Display each line of the data below that contains the string "JSON". Treat uppercase and lowercase letters as distinct.

__PROVIDED ENTRIES__.
'''

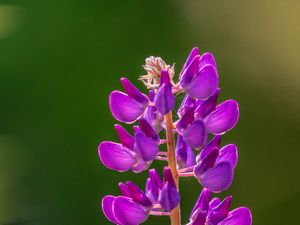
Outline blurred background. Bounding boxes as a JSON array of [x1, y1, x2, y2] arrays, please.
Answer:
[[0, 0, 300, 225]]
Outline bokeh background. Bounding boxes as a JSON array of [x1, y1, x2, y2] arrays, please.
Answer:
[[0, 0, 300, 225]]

'''
'''

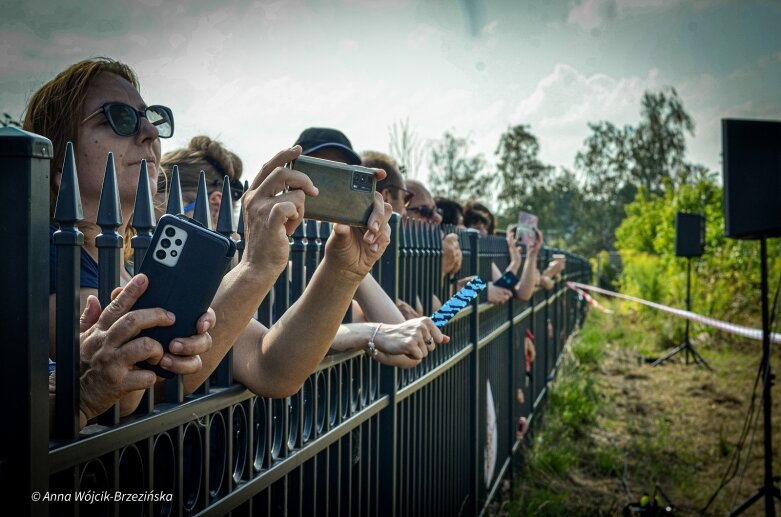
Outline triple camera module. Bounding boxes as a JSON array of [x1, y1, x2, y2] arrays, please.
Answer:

'''

__ANSWER__.
Outline blurred background. Bounding boxes as a JSON array of [x1, y1, x2, y2] arrays, please.
Outline bokeh background. Bounding boxes as a JSON array of [x1, y1, x2, y2] arrays, please.
Outline triple camera module. Bounding boxes as a JSON array of [x1, y1, x2, y2] arrays, please.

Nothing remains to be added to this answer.